-- Opening Marker --
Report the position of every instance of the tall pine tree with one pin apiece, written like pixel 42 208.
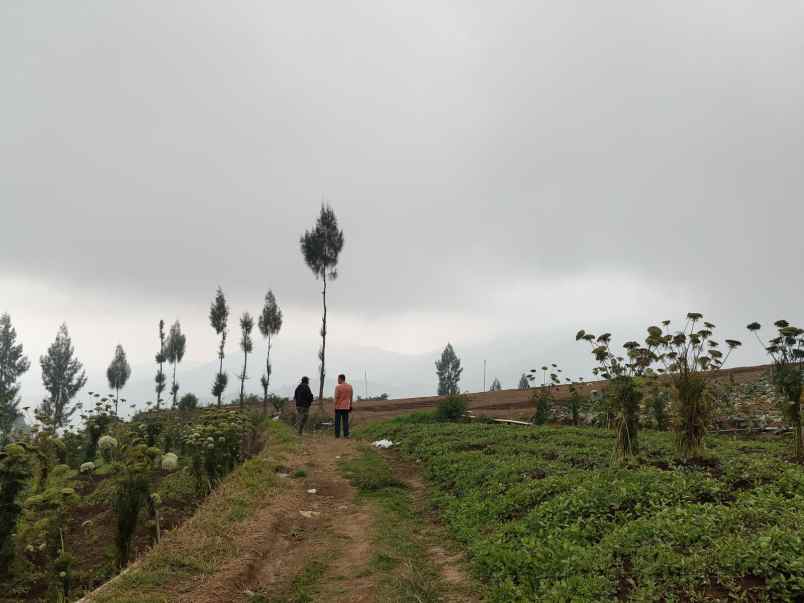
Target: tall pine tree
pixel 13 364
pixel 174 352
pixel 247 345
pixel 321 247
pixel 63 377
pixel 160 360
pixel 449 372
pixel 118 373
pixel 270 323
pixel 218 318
-- Closing Marker --
-- Opening Marker --
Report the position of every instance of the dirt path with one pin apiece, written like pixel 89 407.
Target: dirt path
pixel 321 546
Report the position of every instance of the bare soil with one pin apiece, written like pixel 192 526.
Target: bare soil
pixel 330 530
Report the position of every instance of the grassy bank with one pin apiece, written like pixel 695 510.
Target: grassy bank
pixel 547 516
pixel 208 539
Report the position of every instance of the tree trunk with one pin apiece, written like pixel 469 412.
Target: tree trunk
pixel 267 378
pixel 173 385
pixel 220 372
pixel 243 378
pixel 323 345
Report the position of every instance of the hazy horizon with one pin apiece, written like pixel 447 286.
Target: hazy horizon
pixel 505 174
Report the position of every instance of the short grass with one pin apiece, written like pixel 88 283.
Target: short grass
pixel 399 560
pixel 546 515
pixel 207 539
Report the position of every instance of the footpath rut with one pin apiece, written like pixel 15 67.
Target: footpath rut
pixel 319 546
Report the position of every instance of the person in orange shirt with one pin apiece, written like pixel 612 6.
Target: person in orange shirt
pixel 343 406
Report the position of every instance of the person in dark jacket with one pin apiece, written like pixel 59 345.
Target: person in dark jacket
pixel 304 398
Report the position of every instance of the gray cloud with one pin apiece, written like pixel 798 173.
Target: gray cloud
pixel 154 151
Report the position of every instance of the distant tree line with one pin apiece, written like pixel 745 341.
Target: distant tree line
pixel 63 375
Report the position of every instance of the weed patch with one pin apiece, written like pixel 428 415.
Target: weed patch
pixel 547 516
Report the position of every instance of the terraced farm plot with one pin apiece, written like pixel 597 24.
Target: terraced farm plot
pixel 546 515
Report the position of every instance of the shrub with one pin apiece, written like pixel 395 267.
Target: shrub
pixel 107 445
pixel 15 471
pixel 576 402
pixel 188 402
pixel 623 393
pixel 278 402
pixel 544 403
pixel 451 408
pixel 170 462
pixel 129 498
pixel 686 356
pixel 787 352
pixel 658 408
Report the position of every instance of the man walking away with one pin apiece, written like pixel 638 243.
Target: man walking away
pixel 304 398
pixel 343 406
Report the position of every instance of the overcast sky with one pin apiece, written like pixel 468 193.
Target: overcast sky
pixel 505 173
-- Closing Marker --
- Directions -
Copy the lines above exactly, beginning at the line that has "Target: bare soil" and stopping after the line that has "Report the position of every instance of the gray", and omit the rest.

- Exercise answer -
Target: bare soil
pixel 330 530
Report the position of every instance of the grassy bank with one pin apiece, written like pixel 695 510.
Target: grassy bank
pixel 547 516
pixel 208 539
Report the position of every instance of the tree trunk with one pin apiece, written like pixel 469 412.
Target: tree trunk
pixel 267 378
pixel 173 385
pixel 220 372
pixel 243 378
pixel 323 345
Report the position of every instance of the hazy horizon with one pin apiece, written like pixel 447 286.
Target: hazy horizon
pixel 505 174
Report the position of every instance of the short grass with one pin apiece, written like pixel 88 283.
Target: short grass
pixel 399 560
pixel 546 515
pixel 207 539
Report the position of every instance of the footpath rut with one pin apiece, written like pixel 15 67.
Target: footpath rut
pixel 319 546
Report the position of every instance of the person in orange shirt with one pin apiece, written like pixel 612 6.
Target: person in orange shirt
pixel 343 406
Report the position of every instance of the person in dark jacket with one pin apiece, written like pixel 59 345.
Target: person in dark jacket
pixel 304 398
Report the position of every instance of the gray cloud with one pin apiece, written like pixel 798 173.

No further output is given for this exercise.